EXERCISE - Pick out every line below that contains the word "blanket", and copy each one in full.

SUPPLIED ENTRIES -
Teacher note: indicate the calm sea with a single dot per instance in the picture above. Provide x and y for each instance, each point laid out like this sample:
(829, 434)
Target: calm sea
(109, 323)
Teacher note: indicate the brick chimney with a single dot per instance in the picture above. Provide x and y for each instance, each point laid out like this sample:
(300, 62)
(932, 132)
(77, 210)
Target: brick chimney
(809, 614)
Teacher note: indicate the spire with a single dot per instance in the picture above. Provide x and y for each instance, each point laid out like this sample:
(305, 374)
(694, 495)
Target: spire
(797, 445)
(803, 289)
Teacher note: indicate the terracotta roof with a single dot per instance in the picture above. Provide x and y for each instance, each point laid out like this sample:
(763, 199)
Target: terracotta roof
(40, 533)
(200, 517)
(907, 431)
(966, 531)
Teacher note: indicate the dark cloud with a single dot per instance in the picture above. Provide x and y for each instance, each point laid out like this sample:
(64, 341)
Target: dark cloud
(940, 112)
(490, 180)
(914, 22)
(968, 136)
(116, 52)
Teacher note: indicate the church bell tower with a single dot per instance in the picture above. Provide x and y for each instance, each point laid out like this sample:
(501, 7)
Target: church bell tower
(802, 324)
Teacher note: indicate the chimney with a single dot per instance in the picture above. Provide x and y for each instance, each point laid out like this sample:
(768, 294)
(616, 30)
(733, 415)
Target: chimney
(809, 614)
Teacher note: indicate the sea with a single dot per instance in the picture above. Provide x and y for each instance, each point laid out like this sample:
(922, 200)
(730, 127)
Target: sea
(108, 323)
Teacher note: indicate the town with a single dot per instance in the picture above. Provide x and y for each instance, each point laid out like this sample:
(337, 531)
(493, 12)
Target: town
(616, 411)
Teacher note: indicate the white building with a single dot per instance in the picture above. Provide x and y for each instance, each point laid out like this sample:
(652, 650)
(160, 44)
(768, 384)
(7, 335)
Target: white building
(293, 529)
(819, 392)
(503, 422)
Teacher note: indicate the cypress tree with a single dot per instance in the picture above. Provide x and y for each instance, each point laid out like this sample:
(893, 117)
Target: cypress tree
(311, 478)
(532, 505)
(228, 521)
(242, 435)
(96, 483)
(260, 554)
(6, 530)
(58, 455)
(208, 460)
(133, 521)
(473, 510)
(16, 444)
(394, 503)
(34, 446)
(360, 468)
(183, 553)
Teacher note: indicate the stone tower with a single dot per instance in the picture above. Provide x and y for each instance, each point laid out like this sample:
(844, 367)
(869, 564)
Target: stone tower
...
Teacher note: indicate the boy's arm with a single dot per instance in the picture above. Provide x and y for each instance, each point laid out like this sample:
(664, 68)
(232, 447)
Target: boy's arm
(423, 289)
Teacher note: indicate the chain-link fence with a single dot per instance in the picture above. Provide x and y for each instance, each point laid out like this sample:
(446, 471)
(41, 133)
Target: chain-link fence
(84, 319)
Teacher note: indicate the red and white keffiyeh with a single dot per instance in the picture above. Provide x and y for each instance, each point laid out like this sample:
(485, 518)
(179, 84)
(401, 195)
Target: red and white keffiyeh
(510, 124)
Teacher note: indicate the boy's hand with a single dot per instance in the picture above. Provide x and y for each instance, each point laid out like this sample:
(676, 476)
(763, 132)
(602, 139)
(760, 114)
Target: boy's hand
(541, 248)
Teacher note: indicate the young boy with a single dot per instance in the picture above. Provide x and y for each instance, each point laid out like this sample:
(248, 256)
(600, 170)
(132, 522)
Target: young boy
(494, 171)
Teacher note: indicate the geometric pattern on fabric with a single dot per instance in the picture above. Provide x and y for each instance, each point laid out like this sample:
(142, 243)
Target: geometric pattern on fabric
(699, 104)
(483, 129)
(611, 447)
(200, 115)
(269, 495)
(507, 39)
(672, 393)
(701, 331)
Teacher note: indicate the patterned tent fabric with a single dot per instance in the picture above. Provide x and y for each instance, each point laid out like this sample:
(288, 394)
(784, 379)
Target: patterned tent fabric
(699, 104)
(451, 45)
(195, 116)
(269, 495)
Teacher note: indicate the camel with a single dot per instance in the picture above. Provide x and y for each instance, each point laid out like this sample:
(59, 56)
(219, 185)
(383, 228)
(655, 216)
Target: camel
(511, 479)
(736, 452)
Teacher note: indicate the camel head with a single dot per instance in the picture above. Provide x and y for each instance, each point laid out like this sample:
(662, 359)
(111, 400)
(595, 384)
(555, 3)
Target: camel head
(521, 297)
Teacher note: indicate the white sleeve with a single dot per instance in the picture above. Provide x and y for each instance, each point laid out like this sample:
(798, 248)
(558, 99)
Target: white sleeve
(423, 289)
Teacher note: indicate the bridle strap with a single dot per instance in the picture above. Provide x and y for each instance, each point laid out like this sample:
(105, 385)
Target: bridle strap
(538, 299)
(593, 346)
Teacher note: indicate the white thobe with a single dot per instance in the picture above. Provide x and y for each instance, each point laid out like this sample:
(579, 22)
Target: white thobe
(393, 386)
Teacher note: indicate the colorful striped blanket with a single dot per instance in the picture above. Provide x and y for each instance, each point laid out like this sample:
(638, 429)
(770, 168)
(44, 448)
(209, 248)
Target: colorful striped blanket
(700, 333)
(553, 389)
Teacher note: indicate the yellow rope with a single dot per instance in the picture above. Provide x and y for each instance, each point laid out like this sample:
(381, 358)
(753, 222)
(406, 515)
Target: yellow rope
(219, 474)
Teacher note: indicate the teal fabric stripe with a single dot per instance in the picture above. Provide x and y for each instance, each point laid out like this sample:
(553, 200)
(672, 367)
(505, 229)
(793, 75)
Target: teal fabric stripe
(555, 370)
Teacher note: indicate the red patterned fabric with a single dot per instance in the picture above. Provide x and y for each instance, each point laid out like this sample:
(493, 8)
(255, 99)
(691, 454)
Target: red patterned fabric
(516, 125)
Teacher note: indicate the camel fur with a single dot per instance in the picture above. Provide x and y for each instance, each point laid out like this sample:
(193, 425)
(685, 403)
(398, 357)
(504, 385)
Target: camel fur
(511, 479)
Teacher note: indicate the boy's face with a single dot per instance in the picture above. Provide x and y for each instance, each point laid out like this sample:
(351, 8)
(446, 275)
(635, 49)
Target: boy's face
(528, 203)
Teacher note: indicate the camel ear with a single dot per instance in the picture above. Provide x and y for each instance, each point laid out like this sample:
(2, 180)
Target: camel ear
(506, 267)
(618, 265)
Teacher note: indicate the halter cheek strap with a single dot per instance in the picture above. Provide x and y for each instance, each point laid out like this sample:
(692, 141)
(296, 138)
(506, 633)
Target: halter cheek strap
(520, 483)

FINAL RESULT -
Teacher note: indicate the colorful striped blanket with a single dot per instance in the picture above. Provide x and y for each instance, each point laid out like this sample:
Target: colorful striped blanket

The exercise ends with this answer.